Passage to read »
[Geoserver-devel] Travis failures started with new trusty images

The Travis failures we are experiencing started with the rollout of new trusty images about six days ago:
https://blog.travis-ci.com/2017-12-12-new-trusty-images-q4-launch

Kind regards,

--
Ben Caradoc-Davies <ben@anonymised.com>
Director
Transient Software Limited <https://transient.nz/&gt;
New Zealand

We are not the only users having problems:
https://github.com/travis-ci/travis-ci/issues

On 18/12/17 12:29, Ben Caradoc-Davies wrote:

The Travis failures we are experiencing started with the rollout of new trusty images about six days ago:
https://blog.travis-ci.com/2017-12-12-new-trusty-images-q4-launch

Kind regards,

--
Ben Caradoc-Davies <ben@anonymised.com>
Director
Transient Software Limited <https://transient.nz/&gt;
New Zealand

I have been able to reproduce build hangs locally in src/community with:

mvn -B -T4 -U -Prelease -PcommunityRelease -DskipTests clean install

The hangs occur *only* with Maven 3.5.2, -U, and -T4.

- Maven 3.5.0 -> no hang
- Single threaded (no -T) - > no hang
- No -U (so reduced downloads) -> no hang

The latest Travis release updated to Maven 3.5.2, causing the problem. Travis is blameless, and my endless tinkering with travis_wait and other settings in .travis.yml was to no avail. This is a Maven problem.

jstack shows clear evidence of a deadlock during multi-threaded dependency resolution (attached).

The build eventually recovers (some of the locks are a TIMED__WAIT).

GeoTools does not use -U because it has no SNAPSHOT dependencies and is thus unaffected.

Removing -T is not an option because we have seen hangs in the main build as well and the single-threaded build is too slow.

Kind regards,
Ben.

On 18/12/17 12:41, Ben Caradoc-Davies wrote:

We are not the only users having problems:
https://github.com/travis-ci/travis-ci/issues

On 18/12/17 12:29, Ben Caradoc-Davies wrote:

The Travis failures we are experiencing started with the rollout of new trusty images about six days ago:
https://blog.travis-ci.com/2017-12-12-new-trusty-images-q4-launch

Kind regards,

--
Ben Caradoc-Davies <ben@anonymised.com>
Director
Transient Software Limited <https://transient.nz/&gt;
New Zealand

(attachments)

Source excerpt »
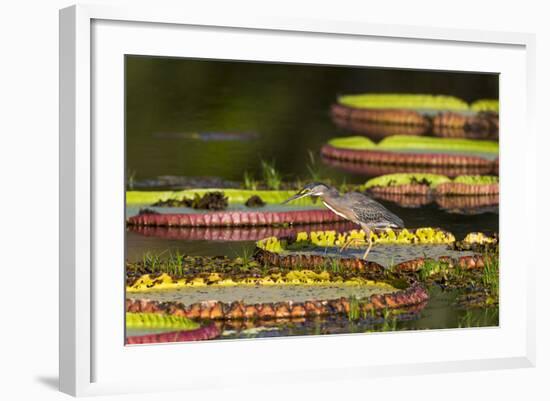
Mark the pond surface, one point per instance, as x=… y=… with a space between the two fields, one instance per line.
x=252 y=294
x=214 y=121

What to work on » In the mailing-list thread about Travis failures, list every hyphen-prefixed option in the Maven command used to reproduce the build hangs locally.

Exercise output » -B, -T4, -U, -Prelease, -PcommunityRelease, -DskipTests